#### [Record excerpts]

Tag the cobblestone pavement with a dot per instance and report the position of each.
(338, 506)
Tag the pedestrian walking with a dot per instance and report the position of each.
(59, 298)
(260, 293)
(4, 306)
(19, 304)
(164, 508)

#### [Task directions]
Copy out each record exactly as given, omitting none.

#### [Reply]
Tag the cobblestone pavement with a dot per instance and report the position of each.
(338, 506)
Tag the pedestrian walking with a dot per instance and report the position of each.
(59, 298)
(260, 293)
(4, 306)
(19, 304)
(164, 508)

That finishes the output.